▸ **Kutipan Teks**

Tuesday, November 23, 2010

PERJANJIAN DALAM ISLAM

PERJANJIAN DALAM ISLAM

Selengkapnya Click DISINI

A.     Pengertian dan Dasar Hukum Perjanjian

Istilah perjanjian dalam bahasa Arab lazim disebut عقد berasal dari عقديعقد -  عقدyang berarti mengikat, mengumpulkan.[1] عقد yang asal katanya berarti mengikat, mengumpulkan ini pengertiannya adalah “mengumpulkan dua tepi tali dan mengikat salah satunya dengan yang lain hingga bersambung, lalu keduanya bersambung menjadi sebagai sepotong benda.[2] Para fuqaha memakai juga istilah akad untuk sumpah, perjanjian maupun persetujuan jual beli.
Adapun menurut istilah syara’, Dr. as- Sanhury dalam kitabnya Nazariyyah al- ‘Aqd mengutip dari kitab Mursyid al- Hairan sebagai berikut:
العقد هو عبارة إرطباط الإيجاب الصّادر من إحد العاقدين بقبول الآخر على وجه يثبت أثره في المعقود عليه       [3]


19
 
Dalam istilah lain, Ahmad Azhar Basyir mendefinisikan akad sebagai berikut:
Suatu perikatan antara ijab dan kabul dengan cara yang dibenarkan syara’ yang menetapkan adanya akibat-akibat hukum pada objeknya. Ijab adalah pernyataan pihak pertama mengenai isi perikatan yang diinginkan sedang kabul adalah pernyataan pihak kedua untuk menerimanya.[4]

Dengan memperhatikan pengertian-pengertian di atas, dapat diketahui bahwa akad merupakan suatu perbuatan yang sengaja dibuat oleh dua belah pihak berdasar kesediaan masing-masing dan mengikat pihak-pihak di dalamnya dengan beberapa hukum syara’ yaitu hak dan kewajiban yang diwujudkan oleh akad tersebut.

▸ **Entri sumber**
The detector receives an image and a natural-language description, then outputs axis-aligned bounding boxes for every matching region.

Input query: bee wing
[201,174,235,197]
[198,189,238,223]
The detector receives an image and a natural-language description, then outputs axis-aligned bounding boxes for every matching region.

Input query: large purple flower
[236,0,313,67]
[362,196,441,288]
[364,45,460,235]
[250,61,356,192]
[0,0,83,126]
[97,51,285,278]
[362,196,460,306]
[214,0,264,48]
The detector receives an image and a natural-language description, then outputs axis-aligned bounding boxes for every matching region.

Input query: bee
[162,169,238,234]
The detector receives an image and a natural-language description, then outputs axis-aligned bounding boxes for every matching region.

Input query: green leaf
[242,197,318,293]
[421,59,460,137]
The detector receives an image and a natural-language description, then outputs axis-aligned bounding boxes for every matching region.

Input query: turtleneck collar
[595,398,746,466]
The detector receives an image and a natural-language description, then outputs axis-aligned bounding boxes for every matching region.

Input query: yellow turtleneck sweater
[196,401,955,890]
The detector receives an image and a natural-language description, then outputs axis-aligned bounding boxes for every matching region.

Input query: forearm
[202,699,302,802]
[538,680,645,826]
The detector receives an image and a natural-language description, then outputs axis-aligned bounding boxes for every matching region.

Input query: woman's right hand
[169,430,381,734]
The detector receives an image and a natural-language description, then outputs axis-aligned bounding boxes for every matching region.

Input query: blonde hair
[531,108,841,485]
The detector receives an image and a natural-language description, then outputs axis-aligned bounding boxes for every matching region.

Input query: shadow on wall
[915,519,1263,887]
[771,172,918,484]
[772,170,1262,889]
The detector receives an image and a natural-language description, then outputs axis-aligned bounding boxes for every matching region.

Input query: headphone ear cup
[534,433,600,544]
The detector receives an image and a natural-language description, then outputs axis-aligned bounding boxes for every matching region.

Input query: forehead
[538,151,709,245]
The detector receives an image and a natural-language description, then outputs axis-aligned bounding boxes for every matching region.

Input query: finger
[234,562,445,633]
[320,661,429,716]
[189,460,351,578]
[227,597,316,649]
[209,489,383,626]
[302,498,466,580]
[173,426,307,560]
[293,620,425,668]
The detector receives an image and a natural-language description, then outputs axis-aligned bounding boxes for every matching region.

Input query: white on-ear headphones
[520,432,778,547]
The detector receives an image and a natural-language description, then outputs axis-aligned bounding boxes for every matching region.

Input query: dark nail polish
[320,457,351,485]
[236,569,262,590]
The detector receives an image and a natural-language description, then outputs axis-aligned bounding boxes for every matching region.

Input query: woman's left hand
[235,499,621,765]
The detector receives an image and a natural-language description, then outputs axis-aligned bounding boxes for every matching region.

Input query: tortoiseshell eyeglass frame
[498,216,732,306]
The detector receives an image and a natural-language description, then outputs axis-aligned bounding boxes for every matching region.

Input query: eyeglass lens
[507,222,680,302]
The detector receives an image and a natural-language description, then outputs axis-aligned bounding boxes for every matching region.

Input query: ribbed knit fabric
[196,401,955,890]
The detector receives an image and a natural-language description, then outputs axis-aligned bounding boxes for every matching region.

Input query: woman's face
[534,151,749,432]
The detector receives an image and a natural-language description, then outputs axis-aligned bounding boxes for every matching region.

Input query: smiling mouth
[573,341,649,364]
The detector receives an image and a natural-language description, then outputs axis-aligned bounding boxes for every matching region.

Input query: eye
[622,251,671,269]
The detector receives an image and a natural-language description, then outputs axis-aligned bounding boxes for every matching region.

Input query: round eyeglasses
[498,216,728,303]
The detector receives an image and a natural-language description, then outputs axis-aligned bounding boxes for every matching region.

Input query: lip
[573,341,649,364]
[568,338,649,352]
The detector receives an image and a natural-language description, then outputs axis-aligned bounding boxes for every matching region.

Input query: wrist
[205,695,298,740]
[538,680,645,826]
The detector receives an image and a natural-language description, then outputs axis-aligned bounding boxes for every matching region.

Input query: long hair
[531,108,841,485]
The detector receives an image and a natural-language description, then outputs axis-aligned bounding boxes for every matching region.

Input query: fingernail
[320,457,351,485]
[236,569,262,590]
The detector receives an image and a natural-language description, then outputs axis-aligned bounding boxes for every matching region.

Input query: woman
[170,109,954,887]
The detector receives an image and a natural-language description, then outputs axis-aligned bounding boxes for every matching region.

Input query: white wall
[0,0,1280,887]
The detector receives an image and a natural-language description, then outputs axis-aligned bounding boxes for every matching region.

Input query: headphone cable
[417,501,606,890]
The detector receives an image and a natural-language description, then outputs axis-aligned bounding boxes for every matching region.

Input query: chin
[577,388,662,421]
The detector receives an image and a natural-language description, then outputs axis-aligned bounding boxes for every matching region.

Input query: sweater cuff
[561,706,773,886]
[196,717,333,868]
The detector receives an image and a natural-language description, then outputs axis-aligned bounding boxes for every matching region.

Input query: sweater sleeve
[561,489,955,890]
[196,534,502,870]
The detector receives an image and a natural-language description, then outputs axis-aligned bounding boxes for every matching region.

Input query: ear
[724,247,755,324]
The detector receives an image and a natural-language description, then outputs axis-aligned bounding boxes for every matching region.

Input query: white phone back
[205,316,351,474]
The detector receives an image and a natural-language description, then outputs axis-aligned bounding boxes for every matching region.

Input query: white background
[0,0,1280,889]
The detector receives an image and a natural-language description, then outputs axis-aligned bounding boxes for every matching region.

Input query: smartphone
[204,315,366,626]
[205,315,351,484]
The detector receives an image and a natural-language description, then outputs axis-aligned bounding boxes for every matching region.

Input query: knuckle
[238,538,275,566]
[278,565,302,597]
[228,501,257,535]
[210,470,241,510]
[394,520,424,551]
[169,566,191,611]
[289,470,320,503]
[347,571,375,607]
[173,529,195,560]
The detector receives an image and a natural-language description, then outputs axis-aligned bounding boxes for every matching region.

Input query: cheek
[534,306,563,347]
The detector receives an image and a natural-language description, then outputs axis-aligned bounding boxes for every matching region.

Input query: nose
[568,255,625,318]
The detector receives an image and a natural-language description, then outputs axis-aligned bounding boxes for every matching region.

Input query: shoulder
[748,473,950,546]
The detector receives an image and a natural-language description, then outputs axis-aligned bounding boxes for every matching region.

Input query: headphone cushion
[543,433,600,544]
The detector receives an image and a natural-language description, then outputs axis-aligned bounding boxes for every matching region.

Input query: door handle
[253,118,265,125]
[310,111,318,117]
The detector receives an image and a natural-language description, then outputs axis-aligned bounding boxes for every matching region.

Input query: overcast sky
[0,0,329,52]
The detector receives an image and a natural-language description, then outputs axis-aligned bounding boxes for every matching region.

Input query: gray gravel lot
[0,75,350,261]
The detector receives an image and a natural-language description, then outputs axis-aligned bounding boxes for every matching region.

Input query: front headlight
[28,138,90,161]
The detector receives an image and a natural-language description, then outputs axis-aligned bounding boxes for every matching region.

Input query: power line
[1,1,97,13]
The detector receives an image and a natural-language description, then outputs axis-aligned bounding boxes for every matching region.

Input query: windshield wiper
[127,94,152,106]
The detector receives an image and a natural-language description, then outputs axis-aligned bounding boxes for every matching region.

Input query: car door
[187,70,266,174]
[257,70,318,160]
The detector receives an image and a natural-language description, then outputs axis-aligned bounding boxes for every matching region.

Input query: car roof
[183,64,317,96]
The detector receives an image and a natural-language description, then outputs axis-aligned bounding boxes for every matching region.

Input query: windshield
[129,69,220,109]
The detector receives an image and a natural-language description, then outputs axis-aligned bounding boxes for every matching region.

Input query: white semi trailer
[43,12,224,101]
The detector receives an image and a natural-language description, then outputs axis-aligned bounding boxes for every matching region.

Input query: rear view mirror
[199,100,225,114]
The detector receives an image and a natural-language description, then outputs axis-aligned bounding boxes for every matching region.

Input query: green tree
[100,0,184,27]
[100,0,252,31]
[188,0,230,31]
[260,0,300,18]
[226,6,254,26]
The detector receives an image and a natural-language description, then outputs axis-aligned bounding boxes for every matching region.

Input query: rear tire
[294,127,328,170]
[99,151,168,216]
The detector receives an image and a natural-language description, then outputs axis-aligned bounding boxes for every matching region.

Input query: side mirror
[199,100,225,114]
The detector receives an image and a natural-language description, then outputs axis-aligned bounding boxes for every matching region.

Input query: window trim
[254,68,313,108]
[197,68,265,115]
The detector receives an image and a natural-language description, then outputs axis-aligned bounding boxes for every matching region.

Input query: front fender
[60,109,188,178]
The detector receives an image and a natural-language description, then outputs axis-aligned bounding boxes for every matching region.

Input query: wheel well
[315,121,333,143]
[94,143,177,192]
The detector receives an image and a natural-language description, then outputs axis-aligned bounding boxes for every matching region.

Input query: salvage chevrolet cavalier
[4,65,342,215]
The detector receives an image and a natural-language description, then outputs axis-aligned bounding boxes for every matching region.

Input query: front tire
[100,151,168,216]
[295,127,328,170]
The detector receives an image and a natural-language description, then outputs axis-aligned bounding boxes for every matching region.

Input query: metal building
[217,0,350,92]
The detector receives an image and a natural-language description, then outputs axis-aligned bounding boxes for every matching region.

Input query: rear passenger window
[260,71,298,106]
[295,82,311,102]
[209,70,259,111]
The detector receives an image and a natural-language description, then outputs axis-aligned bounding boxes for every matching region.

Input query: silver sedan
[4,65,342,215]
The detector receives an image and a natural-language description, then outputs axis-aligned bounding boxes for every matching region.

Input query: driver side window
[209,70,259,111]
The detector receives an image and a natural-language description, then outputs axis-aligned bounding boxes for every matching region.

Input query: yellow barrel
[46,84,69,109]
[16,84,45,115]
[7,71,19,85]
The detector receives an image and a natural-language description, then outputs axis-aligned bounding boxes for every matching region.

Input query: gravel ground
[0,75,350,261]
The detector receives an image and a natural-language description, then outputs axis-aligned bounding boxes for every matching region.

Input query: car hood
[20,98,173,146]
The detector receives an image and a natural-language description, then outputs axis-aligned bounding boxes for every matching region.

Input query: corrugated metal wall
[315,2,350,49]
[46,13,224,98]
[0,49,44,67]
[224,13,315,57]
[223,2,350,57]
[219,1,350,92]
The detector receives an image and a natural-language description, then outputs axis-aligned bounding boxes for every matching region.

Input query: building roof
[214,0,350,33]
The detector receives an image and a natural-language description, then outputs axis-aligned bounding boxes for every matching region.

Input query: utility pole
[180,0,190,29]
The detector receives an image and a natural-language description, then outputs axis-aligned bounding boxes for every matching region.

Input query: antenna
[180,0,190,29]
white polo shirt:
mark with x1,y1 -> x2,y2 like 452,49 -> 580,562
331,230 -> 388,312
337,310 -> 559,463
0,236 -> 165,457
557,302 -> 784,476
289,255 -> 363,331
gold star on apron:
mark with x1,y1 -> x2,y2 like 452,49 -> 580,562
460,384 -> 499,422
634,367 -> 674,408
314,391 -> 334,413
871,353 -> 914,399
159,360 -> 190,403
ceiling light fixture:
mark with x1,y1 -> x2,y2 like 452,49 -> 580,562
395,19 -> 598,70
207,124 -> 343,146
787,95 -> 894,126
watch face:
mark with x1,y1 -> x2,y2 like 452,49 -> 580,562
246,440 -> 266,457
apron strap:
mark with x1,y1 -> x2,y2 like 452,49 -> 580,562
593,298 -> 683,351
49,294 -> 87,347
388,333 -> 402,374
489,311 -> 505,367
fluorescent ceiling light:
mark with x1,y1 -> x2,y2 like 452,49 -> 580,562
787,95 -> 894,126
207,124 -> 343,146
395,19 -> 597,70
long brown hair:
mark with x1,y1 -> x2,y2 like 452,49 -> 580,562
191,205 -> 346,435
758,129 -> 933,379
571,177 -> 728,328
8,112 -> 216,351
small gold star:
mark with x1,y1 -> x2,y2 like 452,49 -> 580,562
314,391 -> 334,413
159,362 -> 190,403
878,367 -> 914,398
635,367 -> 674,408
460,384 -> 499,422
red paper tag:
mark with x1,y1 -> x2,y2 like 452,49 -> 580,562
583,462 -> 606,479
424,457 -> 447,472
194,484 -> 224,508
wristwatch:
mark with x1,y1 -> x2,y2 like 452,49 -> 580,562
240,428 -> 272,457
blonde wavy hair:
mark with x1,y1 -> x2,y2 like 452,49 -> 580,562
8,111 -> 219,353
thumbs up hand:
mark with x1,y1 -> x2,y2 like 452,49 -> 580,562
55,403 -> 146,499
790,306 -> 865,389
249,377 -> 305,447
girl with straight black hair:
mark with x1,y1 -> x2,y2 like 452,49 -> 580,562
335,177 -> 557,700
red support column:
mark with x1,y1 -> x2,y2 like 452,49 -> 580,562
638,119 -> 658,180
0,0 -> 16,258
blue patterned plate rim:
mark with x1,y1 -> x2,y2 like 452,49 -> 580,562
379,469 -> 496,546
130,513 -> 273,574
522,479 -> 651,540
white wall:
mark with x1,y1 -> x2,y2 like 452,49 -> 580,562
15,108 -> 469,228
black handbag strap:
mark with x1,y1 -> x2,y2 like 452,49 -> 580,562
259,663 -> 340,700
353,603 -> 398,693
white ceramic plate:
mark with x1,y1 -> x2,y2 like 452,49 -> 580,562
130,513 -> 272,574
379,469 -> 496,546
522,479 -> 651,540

▸ **Latihan Tertulis 1**
Tuliskan kembali seluruh teks tentang perjanjian dalam Islam, persis sama tanpa perubahan apa pun.
▸ **Latihan Tertulis 2**
Tampilkan setiap baris entri yang memuat kata "front", dengan membedakan huruf besar dan huruf kecil.

▸ **Penyelesaian Soal 1**
Tuesday, November 23, 2010

PERJANJIAN DALAM ISLAM

PERJANJIAN DALAM ISLAM

Selengkapnya Click DISINI

A.     Pengertian dan Dasar Hukum Perjanjian

Istilah perjanjian dalam bahasa Arab lazim disebut عقد berasal dari عقديعقد -  عقدyang berarti mengikat, mengumpulkan.[1] عقد yang asal katanya berarti mengikat, mengumpulkan ini pengertiannya adalah “mengumpulkan dua tepi tali dan mengikat salah satunya dengan yang lain hingga bersambung, lalu keduanya bersambung menjadi sebagai sepotong benda.[2] Para fuqaha memakai juga istilah akad untuk sumpah, perjanjian maupun persetujuan jual beli.
Adapun menurut istilah syara’, Dr. as- Sanhury dalam kitabnya Nazariyyah al- ‘Aqd mengutip dari kitab Mursyid al- Hairan sebagai berikut:
العقد هو عبارة إرطباط الإيجاب الصّادر من إحد العاقدين بقبول الآخر على وجه يثبت أثره في المعقود عليه       [3]


19
 
Dalam istilah lain, Ahmad Azhar Basyir mendefinisikan akad sebagai berikut:
Suatu perikatan antara ijab dan kabul dengan cara yang dibenarkan syara’ yang menetapkan adanya akibat-akibat hukum pada objeknya. Ijab adalah pernyataan pihak pertama mengenai isi perikatan yang diinginkan sedang kabul adalah pernyataan pihak kedua untuk menerimanya.[4]

Dengan memperhatikan pengertian-pengertian di atas, dapat diketahui bahwa akad merupakan suatu perbuatan yang sengaja dibuat oleh dua belah pihak berdasar kesediaan masing-masing dan mengikat pihak-pihak di dalamnya dengan beberapa hukum syara’ yaitu hak dan kewajiban yang diwujudkan oleh akad tersebut.

▸ **Penyelesaian Soal 2**
Input query: front headlight
Input query: front fender
Input query: front tire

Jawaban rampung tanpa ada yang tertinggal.